Task. Omit all pictures. Quote only the lines from the one with "Scouting task: drop one point on every instance of the overhead" through the end of the material below.

Given entries.
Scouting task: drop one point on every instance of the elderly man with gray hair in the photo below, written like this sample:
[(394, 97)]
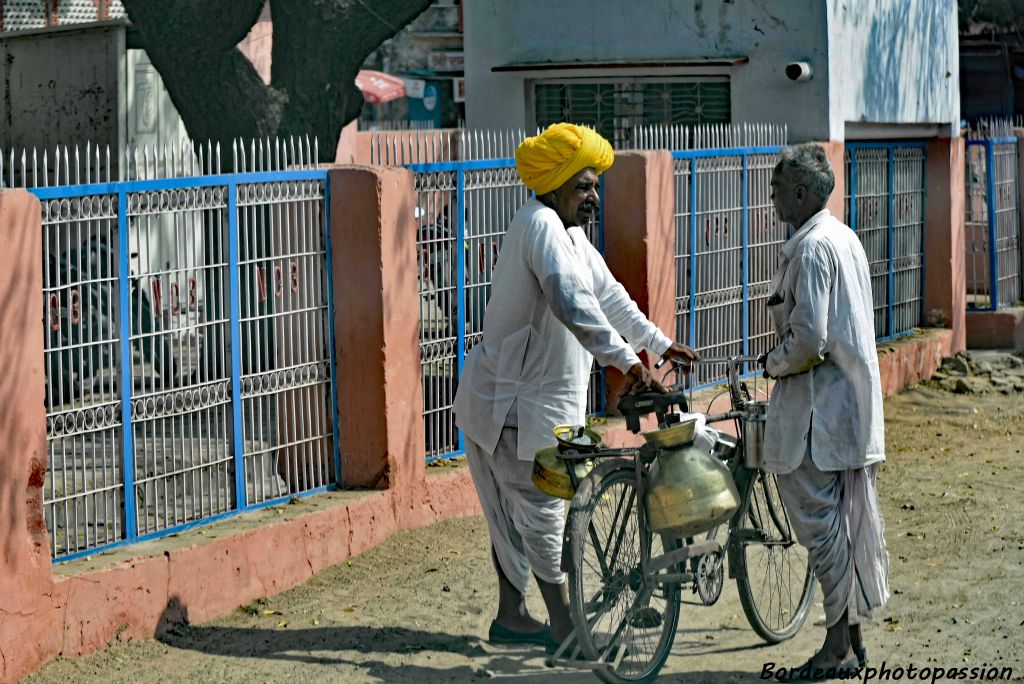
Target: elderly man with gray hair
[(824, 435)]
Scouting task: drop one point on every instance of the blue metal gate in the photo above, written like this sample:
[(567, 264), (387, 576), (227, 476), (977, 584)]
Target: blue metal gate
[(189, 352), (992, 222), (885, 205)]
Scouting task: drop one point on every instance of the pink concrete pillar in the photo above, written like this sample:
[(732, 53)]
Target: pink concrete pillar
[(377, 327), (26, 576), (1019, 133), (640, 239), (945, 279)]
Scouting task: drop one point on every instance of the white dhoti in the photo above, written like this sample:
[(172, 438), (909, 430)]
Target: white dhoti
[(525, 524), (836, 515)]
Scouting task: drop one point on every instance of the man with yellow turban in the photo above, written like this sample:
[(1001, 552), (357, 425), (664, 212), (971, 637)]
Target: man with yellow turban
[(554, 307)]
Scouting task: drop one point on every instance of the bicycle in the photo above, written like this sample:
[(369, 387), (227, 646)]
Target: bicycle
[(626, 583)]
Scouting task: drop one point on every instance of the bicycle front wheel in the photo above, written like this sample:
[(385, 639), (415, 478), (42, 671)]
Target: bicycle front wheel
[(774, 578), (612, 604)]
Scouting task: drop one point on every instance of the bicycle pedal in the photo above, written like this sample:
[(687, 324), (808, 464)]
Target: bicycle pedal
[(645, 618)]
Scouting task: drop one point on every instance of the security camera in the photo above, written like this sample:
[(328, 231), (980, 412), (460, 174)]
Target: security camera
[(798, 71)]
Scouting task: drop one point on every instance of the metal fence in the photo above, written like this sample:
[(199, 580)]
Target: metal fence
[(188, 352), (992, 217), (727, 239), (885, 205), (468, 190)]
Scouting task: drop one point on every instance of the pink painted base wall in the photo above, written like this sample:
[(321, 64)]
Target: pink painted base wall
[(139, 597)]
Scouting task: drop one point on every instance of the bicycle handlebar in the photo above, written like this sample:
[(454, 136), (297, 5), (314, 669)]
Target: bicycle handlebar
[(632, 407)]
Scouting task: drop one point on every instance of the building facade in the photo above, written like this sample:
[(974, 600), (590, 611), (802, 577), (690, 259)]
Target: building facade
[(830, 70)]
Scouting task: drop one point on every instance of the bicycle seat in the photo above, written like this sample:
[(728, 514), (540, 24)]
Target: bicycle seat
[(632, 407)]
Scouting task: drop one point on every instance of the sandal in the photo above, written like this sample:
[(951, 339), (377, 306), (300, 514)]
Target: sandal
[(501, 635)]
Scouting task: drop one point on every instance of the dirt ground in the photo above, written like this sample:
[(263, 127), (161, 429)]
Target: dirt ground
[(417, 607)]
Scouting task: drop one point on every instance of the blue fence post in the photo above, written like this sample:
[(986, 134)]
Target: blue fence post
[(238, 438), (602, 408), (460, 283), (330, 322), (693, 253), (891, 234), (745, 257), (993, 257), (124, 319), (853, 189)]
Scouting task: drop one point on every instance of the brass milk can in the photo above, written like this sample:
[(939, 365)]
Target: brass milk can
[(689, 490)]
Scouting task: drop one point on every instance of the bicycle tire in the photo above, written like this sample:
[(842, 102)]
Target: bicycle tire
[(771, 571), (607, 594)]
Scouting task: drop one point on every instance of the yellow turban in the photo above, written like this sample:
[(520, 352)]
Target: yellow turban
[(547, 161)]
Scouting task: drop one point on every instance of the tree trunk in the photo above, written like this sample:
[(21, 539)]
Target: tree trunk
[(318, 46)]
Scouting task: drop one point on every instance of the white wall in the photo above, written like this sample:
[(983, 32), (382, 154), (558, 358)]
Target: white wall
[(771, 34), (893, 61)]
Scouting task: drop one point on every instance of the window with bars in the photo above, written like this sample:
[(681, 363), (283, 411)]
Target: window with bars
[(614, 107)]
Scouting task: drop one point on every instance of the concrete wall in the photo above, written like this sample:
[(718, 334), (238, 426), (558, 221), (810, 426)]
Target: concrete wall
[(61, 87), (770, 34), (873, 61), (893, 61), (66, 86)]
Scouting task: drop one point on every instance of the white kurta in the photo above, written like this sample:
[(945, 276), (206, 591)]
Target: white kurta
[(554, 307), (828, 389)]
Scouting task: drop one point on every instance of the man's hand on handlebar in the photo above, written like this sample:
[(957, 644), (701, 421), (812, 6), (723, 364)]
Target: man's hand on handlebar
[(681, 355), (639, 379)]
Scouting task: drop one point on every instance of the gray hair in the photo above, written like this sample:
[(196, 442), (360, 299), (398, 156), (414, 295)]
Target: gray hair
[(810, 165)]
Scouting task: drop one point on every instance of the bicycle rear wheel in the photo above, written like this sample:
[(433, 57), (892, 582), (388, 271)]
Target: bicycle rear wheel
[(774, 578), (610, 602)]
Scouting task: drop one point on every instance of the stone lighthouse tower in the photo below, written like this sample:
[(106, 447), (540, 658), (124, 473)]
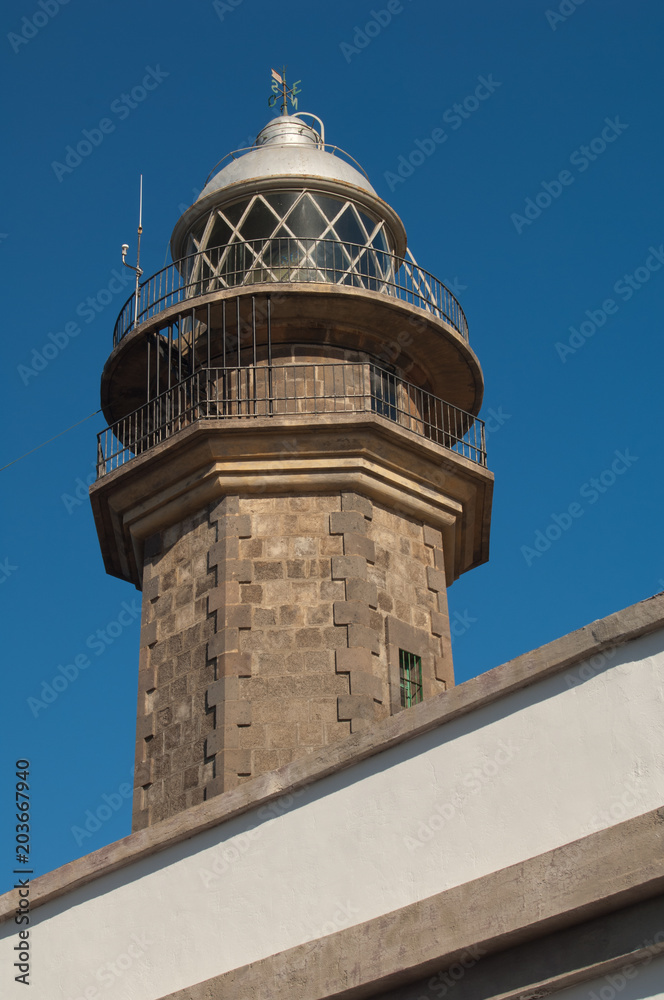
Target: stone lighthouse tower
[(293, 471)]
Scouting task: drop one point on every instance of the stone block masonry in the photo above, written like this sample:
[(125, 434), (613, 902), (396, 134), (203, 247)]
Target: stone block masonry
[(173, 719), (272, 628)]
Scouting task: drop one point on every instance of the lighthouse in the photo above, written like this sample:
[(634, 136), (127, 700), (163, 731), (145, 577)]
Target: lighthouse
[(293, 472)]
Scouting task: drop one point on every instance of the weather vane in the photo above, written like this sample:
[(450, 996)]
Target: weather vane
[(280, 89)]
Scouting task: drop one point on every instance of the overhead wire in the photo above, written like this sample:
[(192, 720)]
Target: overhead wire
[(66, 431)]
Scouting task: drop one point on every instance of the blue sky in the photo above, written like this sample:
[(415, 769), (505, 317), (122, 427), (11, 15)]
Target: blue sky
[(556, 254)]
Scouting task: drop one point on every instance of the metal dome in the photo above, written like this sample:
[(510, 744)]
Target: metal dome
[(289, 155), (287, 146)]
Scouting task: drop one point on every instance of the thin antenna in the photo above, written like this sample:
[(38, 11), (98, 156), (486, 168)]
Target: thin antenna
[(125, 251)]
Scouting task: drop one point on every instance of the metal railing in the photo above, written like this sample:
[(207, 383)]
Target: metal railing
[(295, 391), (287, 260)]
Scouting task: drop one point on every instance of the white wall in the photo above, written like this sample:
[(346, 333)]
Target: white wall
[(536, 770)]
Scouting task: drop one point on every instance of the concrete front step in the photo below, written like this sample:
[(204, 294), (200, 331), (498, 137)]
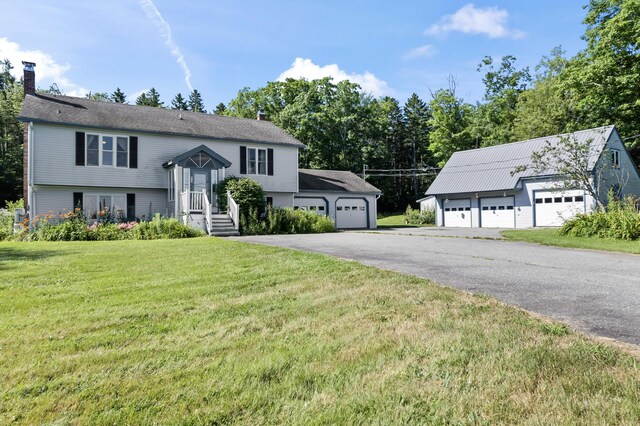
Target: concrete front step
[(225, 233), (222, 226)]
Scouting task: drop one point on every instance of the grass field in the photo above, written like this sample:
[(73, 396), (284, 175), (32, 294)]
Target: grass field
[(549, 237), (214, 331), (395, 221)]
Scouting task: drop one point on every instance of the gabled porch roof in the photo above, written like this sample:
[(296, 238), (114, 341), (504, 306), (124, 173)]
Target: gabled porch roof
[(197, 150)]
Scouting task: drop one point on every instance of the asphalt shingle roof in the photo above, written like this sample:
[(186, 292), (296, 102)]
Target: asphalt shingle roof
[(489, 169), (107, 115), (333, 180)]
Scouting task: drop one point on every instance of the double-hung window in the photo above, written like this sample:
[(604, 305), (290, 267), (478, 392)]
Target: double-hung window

Solution for this task.
Scouting task: drop one point on every instance of the overhead wire in the photo above, written like this sample:
[(192, 720)]
Target: overhead wire
[(66, 431)]
Scouting task: drop one point on every instance of the blue sky in the photo above, written like this sample:
[(415, 769), (505, 317), (122, 427), (11, 15)]
Target: blue sky
[(556, 254)]
Scouting task: drop one point on every instance of the metal dome in the photo above, written like this sample:
[(510, 744)]
Target: metal dome
[(289, 155), (287, 146)]
Scouting task: drop one point on every instance of the thin antenna in the photo above, written like this sample:
[(38, 11), (98, 156), (486, 168)]
Target: thin antenna
[(125, 251)]
Scouting task: drop one point on every instance of the metal railing in the photo above, written like this sample:
[(207, 383)]
Target: metal railing
[(295, 391), (287, 260)]
Scouting task: drop one point on every instance of the white wall in the photo above, written like this sample:
[(346, 333)]
Target: white wall
[(536, 770)]
Scouting task: drop one point on every instance of the concrete front step in the photo below, written like this sample:
[(204, 294), (200, 331), (498, 137)]
Target: concrete front step
[(225, 233), (222, 226)]
Scouting task: drop one point on every instance of the grass field in the photo above, written like this sample:
[(73, 396), (284, 175), (32, 294)]
Target: grass field
[(549, 237), (214, 331), (395, 221)]
Scouting task: drop one point on every instance of the gabled porch roof in the photo above, written like this sample:
[(296, 238), (114, 341), (504, 306), (124, 173)]
Target: gabled porch roof
[(197, 150)]
Scouting task: drop one point on every instance of the asphalt shingle roof in the photo above, written like this sample:
[(186, 292), (296, 102)]
Target: asphalt shingle roof
[(489, 169), (107, 115), (333, 180)]
Scouting task: drop one point on every instance of the double-hung window in the photo above, written like this sample:
[(604, 305), (290, 267), (478, 392)]
Target: double-hung window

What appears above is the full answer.